## Written exercise
Starting at the line that contains "Practice step: locate the blue ottoman" and going through the end of the records, reproduce every line, requests included. Scale each pixel coordinate in the answers by 0.9 and round it to a whole number, with halves rounded up.

## Dataset records
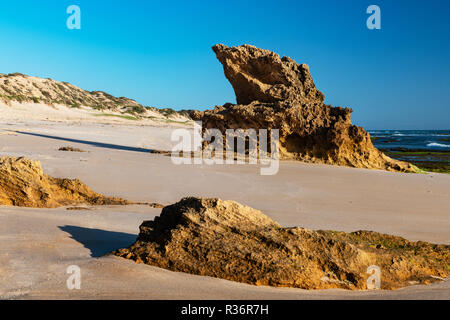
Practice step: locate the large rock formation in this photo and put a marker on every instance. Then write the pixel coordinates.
(24, 184)
(225, 239)
(278, 93)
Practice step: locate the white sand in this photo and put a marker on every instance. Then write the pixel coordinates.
(37, 245)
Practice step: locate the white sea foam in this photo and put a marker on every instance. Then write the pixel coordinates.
(434, 144)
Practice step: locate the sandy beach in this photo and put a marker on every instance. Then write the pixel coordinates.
(39, 244)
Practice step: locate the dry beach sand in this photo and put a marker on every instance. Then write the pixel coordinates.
(39, 244)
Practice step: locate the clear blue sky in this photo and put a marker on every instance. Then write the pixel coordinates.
(159, 52)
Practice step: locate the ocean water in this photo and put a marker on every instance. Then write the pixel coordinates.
(411, 139)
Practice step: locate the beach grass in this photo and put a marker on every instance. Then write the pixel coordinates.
(126, 117)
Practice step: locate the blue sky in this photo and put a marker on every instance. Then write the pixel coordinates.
(159, 52)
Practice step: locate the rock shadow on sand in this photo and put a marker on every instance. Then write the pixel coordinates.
(99, 242)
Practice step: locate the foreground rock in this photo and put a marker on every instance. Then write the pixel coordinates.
(225, 239)
(277, 93)
(24, 184)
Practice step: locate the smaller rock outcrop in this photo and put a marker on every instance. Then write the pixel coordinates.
(225, 239)
(24, 184)
(274, 92)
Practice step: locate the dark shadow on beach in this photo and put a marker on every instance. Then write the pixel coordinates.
(93, 143)
(99, 242)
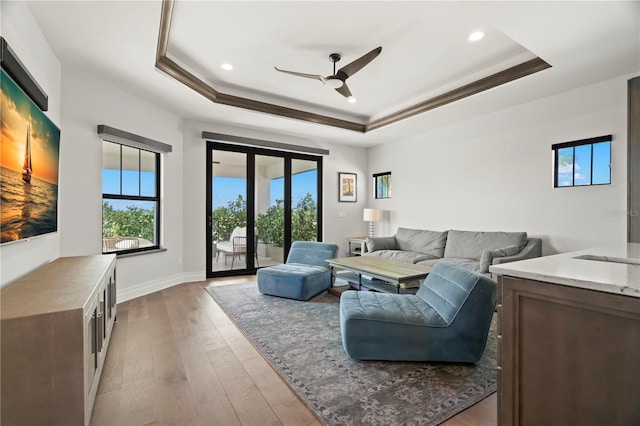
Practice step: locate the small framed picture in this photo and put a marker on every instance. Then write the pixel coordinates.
(347, 187)
(382, 185)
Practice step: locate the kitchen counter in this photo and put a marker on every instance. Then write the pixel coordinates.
(612, 269)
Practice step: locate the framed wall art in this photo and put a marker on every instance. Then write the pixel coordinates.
(382, 185)
(347, 187)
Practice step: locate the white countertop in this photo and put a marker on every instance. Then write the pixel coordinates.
(612, 269)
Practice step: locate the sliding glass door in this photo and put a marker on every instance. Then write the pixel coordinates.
(258, 202)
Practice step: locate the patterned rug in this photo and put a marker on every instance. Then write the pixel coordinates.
(302, 342)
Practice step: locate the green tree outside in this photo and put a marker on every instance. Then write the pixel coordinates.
(132, 222)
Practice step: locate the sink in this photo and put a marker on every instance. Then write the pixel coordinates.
(600, 258)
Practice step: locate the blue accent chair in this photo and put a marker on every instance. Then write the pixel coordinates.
(448, 319)
(304, 275)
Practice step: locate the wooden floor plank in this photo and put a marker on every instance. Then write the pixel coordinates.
(247, 401)
(175, 358)
(138, 403)
(283, 401)
(106, 408)
(175, 405)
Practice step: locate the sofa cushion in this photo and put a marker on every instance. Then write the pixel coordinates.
(421, 241)
(381, 243)
(471, 244)
(401, 256)
(470, 264)
(487, 257)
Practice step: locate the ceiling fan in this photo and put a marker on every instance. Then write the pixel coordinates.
(338, 79)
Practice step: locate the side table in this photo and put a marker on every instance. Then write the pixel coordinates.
(356, 246)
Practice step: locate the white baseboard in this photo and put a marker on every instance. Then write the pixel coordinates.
(149, 287)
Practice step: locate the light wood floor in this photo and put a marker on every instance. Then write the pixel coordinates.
(175, 358)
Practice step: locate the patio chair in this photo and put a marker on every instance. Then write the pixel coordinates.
(236, 246)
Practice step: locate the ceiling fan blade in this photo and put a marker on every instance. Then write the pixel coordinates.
(344, 90)
(300, 74)
(355, 66)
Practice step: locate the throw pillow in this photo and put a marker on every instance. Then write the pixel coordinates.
(487, 257)
(381, 243)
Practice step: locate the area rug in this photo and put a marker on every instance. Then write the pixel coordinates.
(302, 342)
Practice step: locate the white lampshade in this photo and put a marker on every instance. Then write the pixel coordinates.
(371, 215)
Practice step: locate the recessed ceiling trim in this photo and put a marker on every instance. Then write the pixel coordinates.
(211, 136)
(486, 83)
(173, 69)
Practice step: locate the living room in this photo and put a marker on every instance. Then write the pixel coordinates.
(483, 163)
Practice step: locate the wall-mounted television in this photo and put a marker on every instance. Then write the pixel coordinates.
(29, 166)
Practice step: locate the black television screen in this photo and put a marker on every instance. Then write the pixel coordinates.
(29, 166)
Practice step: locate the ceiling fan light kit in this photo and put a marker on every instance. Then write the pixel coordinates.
(338, 79)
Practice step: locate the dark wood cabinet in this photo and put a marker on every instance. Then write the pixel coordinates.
(567, 355)
(56, 325)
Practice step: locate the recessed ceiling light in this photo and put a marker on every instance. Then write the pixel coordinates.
(475, 36)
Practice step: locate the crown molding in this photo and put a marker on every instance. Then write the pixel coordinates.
(176, 71)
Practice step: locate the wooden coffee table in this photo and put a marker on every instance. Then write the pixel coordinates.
(392, 272)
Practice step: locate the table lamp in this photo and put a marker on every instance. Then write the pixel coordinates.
(371, 215)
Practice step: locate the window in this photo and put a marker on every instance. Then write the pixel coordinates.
(583, 162)
(130, 198)
(382, 185)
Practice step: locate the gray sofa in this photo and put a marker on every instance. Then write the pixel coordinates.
(473, 250)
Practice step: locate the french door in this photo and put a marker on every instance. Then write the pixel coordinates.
(258, 202)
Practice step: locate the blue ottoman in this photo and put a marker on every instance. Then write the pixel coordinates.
(305, 274)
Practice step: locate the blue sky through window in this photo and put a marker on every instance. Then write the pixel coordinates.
(226, 189)
(577, 168)
(130, 183)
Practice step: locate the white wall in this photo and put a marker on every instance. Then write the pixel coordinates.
(494, 172)
(23, 34)
(88, 101)
(341, 159)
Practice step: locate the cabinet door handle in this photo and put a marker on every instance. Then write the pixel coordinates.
(94, 334)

## Exercise solution
Practice step: locate the blue ottoman in this photo and put a marker on every instance. Then write the pixel coordinates.
(275, 247)
Practice step: locate the blue sky through window in this photo and put a marker on every instance. Then write the pixel coordinates.
(203, 170)
(519, 151)
(117, 165)
Practice step: locate the white wall in this photo and put a marker on every instance. Then write the pixel coordinates.
(445, 155)
(21, 31)
(79, 91)
(307, 143)
Practice step: locate the cabinet door handle in this photo and put a marker on every instance. Then write the pixel coordinates.
(85, 301)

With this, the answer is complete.